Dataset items
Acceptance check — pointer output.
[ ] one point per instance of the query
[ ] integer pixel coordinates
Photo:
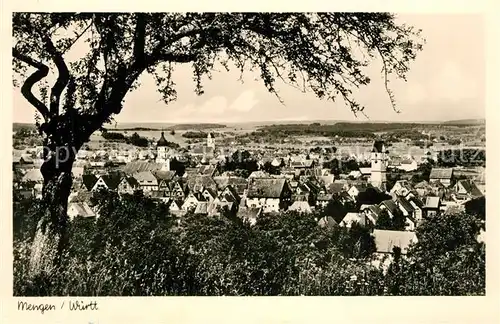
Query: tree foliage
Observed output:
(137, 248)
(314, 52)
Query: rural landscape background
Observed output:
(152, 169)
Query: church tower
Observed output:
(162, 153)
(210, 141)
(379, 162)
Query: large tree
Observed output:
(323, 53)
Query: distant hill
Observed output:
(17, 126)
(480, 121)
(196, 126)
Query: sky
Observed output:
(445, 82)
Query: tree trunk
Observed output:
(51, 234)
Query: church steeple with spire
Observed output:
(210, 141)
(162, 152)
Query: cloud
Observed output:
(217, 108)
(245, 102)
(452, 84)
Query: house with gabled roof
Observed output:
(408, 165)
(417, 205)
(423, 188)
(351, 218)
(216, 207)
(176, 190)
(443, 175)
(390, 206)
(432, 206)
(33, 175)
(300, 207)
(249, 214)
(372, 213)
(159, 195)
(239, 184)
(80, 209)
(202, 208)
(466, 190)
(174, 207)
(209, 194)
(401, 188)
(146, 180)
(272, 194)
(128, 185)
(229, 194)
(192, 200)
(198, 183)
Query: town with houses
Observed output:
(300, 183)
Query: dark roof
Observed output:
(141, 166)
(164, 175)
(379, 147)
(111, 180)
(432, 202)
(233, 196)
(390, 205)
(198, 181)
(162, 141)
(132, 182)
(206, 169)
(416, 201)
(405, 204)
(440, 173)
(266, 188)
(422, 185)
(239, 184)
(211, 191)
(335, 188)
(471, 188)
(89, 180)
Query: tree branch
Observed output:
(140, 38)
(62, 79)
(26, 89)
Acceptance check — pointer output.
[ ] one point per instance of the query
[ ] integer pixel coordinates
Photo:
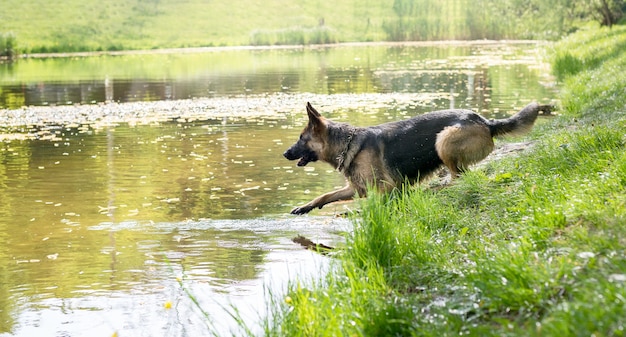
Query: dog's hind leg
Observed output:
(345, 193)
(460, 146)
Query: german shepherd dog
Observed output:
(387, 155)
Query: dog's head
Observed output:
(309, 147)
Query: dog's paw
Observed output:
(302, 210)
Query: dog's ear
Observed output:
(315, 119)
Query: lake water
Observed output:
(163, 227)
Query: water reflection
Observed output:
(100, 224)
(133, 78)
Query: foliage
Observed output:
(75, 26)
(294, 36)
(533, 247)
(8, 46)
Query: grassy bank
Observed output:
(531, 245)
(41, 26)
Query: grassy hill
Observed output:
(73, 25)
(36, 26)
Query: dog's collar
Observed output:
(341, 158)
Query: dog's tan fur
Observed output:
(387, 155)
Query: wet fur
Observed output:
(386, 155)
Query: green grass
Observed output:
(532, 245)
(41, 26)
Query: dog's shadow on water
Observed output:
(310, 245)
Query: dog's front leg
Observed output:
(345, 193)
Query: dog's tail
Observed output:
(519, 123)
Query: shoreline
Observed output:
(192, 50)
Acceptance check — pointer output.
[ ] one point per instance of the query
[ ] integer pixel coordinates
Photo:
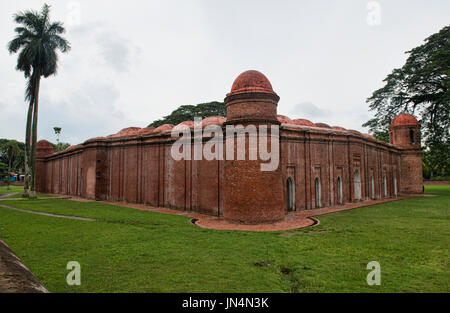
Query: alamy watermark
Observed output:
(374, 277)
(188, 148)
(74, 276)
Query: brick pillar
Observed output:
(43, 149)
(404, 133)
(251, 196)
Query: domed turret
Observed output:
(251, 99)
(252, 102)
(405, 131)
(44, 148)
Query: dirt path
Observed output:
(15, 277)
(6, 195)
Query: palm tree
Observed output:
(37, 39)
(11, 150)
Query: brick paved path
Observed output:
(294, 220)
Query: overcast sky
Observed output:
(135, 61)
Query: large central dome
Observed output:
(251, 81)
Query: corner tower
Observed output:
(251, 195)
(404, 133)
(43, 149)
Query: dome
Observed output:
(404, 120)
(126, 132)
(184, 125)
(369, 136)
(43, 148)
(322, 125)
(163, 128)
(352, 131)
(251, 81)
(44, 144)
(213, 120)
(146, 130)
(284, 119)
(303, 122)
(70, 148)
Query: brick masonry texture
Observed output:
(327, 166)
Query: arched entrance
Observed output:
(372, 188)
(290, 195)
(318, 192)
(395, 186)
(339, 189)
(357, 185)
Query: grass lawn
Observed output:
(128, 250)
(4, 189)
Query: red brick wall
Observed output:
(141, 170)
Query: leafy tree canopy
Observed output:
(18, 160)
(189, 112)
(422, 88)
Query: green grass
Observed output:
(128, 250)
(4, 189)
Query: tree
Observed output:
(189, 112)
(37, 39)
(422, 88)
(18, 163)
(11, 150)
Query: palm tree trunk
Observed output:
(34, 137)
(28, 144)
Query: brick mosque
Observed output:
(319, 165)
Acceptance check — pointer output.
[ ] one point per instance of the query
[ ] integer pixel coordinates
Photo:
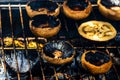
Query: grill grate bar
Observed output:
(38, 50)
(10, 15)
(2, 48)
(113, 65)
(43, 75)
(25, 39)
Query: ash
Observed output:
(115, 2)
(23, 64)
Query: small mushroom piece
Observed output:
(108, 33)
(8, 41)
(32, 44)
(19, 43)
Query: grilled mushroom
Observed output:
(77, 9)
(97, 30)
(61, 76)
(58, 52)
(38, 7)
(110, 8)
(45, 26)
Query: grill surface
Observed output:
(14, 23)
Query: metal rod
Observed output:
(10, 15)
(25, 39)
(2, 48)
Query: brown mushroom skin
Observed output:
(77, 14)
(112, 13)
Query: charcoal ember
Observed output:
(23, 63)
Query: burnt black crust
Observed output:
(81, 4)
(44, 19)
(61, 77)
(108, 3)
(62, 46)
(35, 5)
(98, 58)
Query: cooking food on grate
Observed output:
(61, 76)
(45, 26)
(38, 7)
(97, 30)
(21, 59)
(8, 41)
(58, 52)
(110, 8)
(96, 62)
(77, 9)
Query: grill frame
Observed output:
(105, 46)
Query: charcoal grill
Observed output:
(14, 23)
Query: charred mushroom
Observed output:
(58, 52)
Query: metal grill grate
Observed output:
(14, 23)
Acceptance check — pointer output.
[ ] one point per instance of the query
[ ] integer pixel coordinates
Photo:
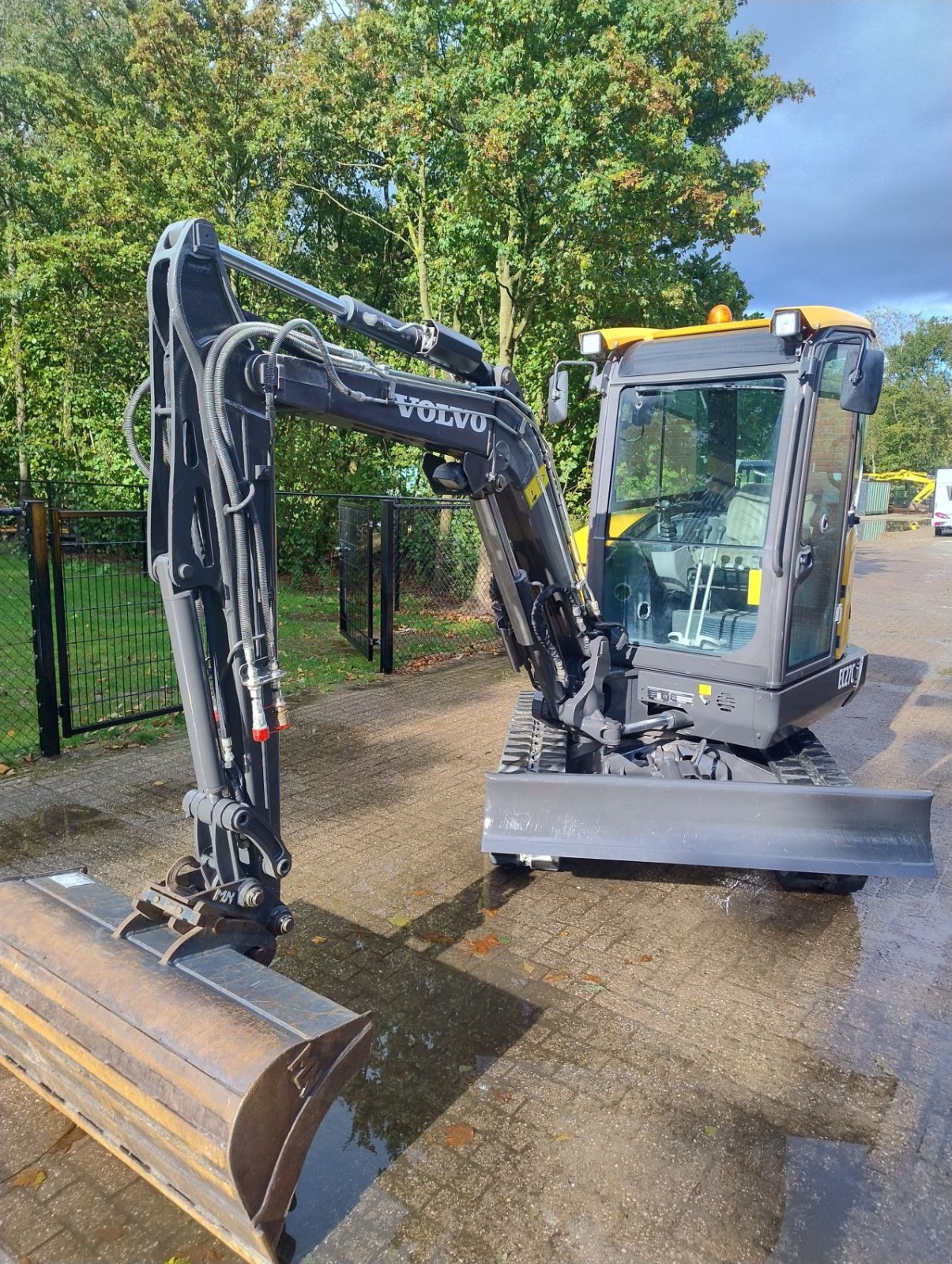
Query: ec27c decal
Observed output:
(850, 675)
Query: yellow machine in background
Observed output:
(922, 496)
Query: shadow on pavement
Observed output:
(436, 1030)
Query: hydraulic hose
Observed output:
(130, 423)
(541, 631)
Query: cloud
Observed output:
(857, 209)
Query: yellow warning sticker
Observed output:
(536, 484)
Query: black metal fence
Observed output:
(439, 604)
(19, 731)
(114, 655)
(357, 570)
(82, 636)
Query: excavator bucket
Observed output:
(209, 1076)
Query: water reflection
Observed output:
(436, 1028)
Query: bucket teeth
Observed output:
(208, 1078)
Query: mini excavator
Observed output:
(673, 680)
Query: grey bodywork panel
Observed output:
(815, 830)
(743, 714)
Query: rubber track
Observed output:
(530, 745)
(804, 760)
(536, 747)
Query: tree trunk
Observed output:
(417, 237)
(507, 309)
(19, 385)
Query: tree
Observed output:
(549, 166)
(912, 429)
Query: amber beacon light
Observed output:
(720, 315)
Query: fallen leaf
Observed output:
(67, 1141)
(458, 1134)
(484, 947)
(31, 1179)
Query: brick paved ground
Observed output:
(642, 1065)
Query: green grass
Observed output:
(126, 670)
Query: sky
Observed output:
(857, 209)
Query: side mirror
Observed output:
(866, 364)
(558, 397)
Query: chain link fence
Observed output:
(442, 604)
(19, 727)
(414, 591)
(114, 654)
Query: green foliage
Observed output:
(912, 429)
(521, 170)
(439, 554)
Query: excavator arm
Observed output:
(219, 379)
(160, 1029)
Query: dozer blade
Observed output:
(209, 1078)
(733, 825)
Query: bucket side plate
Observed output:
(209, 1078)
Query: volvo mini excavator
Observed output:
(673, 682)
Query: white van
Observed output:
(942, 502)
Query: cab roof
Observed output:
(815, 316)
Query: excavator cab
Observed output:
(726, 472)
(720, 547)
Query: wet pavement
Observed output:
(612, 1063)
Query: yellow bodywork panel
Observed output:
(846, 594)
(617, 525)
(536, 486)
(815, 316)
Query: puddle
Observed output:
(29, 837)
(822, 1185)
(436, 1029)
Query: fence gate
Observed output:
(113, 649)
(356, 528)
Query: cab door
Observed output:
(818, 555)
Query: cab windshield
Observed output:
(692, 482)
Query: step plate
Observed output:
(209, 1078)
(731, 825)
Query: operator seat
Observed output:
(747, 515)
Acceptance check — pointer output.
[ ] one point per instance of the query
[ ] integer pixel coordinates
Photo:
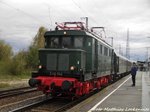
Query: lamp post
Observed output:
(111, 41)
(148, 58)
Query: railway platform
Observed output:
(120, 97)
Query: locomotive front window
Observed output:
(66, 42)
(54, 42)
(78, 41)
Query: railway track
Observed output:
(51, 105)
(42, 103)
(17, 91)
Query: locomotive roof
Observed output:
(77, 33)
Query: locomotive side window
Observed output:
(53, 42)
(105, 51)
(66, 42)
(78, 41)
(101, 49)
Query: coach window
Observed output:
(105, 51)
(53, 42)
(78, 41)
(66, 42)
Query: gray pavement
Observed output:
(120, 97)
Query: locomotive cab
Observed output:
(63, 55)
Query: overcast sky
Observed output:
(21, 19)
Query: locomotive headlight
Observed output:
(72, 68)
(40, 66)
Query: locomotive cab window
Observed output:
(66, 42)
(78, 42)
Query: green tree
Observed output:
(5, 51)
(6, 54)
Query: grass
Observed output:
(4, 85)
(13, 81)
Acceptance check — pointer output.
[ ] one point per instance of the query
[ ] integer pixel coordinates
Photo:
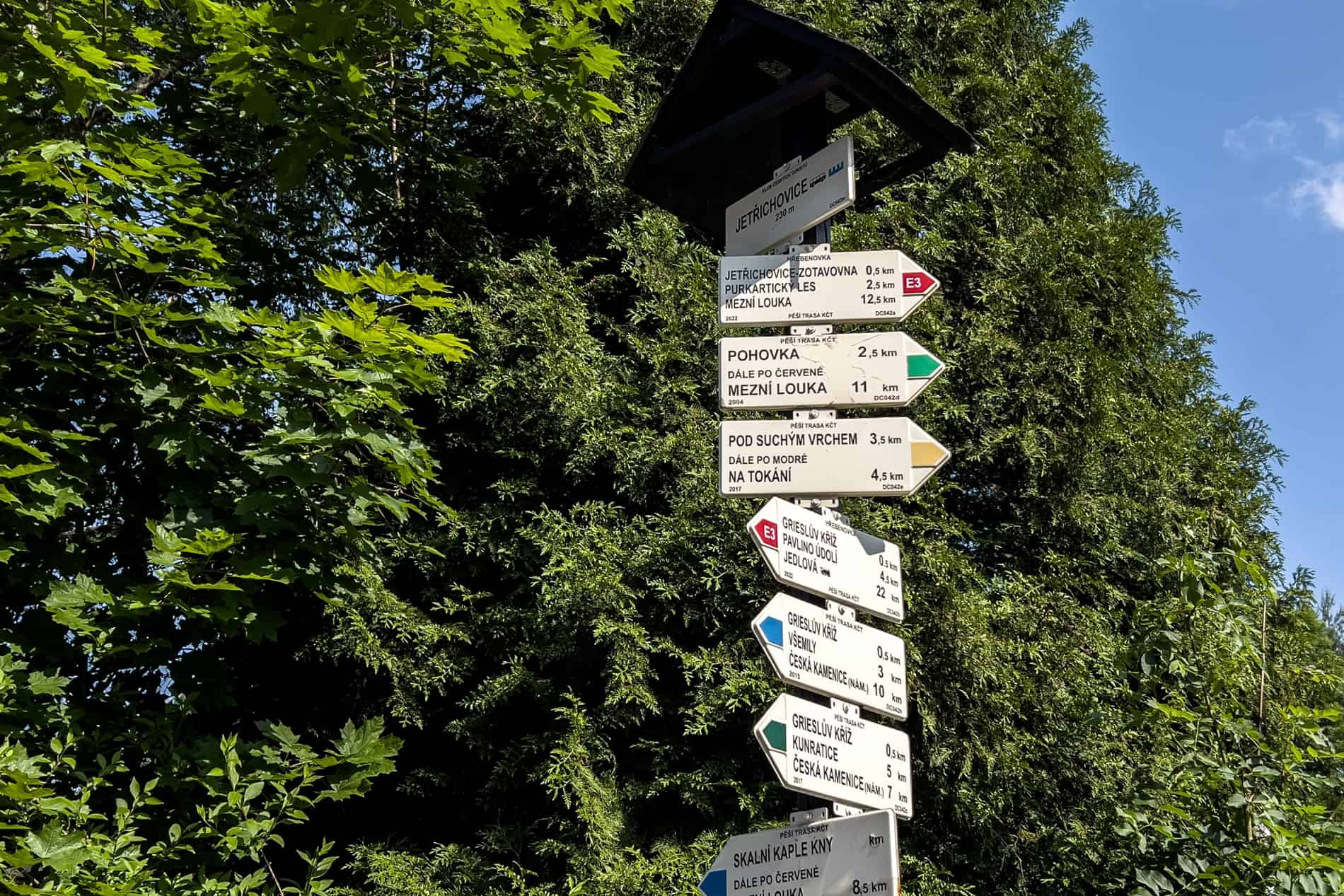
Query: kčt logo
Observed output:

> Goal:
Without any pictures, reproduce exactly the lines from the line that contains "Query: puddle" to the end of the entries above, both ends included.

> The solution:
Query: puddle
Observed output:
(29, 837)
(822, 1185)
(436, 1029)
Query: fence gate
Observed output:
(113, 649)
(356, 528)
Query: cab door
Observed output:
(818, 555)
Query: cab windshield
Observed output:
(692, 482)
Query: step plate
Observed output:
(209, 1078)
(731, 825)
Query: operator seat
Observed output:
(747, 515)
Acceptance check — pointer output.
[ ] one point per instance of the query
[ ] integer pixel coordinates
Photo:
Query: lamp post
Observed output:
(111, 41)
(148, 58)
Query: railway platform
Observed output:
(120, 97)
Query: locomotive front window
Observed output:
(66, 42)
(54, 42)
(78, 41)
Query: railway track
Observed output:
(51, 105)
(42, 103)
(17, 91)
Query: locomotive roof
Observed output:
(77, 33)
Query: locomotive side window
Observed output:
(53, 42)
(105, 51)
(66, 42)
(78, 41)
(101, 49)
Query: coach window
Observed output:
(105, 51)
(53, 42)
(78, 41)
(66, 42)
Query: gray pavement
Observed output:
(120, 97)
Query: locomotive cab
Observed output:
(63, 55)
Query: overcast sky
Observed output:
(21, 19)
Query: locomotive headlight
Observed output:
(72, 68)
(40, 66)
Query: locomotive cab window
Observed output:
(66, 42)
(78, 42)
Query: green tree
Observed output:
(5, 51)
(6, 54)
Query: grass
Observed output:
(4, 85)
(13, 81)
Acceptance check — pointer output.
[ ] one point per instance of the query
[ ] integer pixel coordinates
Photo:
Query: kčt logo
Observed output:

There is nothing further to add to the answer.